[Recorded data]
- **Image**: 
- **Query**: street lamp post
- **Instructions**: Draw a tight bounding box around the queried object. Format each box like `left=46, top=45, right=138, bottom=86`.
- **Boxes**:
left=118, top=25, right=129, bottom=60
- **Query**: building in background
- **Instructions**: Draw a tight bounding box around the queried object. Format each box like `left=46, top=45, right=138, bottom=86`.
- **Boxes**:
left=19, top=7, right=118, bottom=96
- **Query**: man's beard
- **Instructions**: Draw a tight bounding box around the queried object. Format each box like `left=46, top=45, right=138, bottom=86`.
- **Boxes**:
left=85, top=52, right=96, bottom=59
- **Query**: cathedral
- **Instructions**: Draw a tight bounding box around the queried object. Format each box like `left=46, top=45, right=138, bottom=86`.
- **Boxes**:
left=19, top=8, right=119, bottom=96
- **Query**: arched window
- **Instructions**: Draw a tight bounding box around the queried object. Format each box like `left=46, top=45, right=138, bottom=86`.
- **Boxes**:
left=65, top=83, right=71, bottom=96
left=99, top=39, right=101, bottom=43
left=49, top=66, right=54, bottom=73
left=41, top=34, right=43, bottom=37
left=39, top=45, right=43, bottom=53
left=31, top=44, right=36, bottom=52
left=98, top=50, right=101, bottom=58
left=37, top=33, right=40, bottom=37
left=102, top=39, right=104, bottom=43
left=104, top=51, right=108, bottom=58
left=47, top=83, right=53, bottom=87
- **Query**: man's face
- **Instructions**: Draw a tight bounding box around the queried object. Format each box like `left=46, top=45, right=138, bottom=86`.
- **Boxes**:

--

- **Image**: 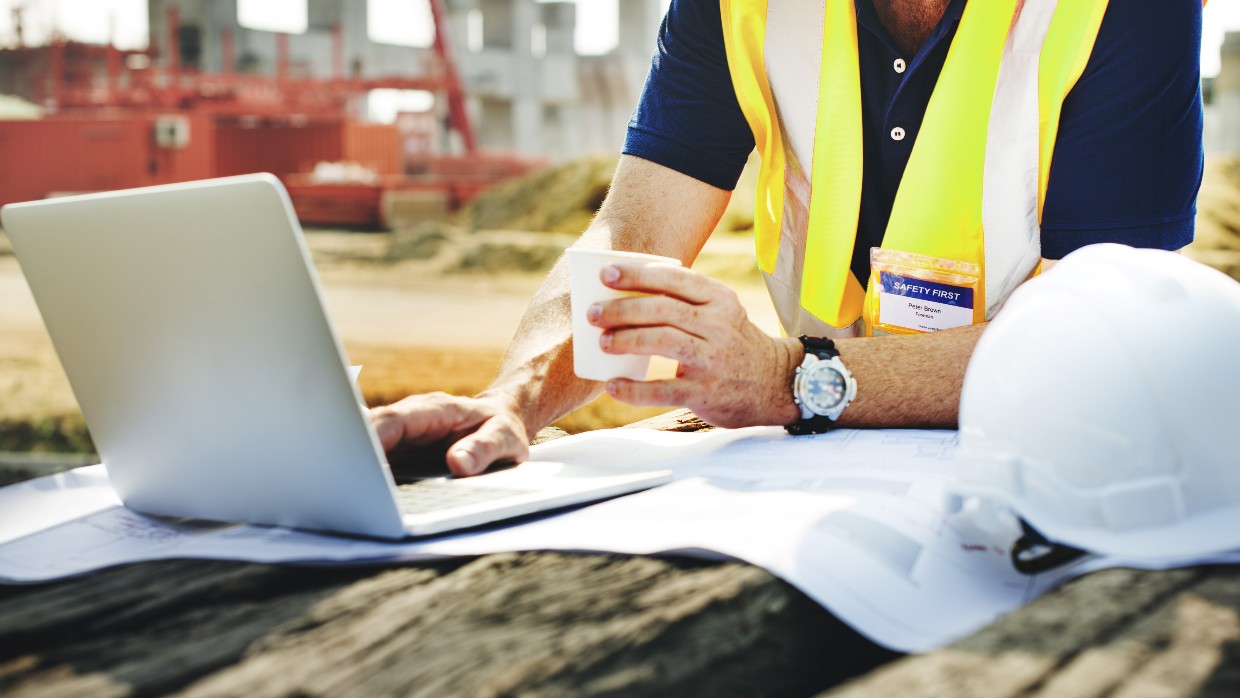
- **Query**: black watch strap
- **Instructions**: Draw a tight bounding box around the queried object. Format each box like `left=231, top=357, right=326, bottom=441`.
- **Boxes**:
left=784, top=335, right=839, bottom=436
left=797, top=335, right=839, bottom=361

**REQUEST**
Rewrite the lines as a Markdown table with the columns Row and Line, numbering each row and omitting blank lines. Begin at the line that contains "- **Query**: arched window" and stop after the line that contains "left=47, top=83, right=53, bottom=87".

**RESPONSE**
| Row | Line |
|---|---|
| 1 | - **Query**: arched window |
| 2 | - **Instructions**: Draw a tight bounding box around the queried object. Format each box like `left=46, top=45, right=138, bottom=86`. |
| 3 | - **Boxes**: |
| 4 | left=65, top=83, right=71, bottom=96 |
| 5 | left=99, top=39, right=101, bottom=43 |
| 6 | left=49, top=66, right=54, bottom=73 |
| 7 | left=41, top=34, right=43, bottom=37 |
| 8 | left=39, top=45, right=43, bottom=53 |
| 9 | left=31, top=44, right=36, bottom=52 |
| 10 | left=98, top=50, right=101, bottom=58 |
| 11 | left=37, top=33, right=40, bottom=37 |
| 12 | left=102, top=39, right=104, bottom=43 |
| 13 | left=104, top=51, right=108, bottom=58 |
| 14 | left=47, top=83, right=53, bottom=87 |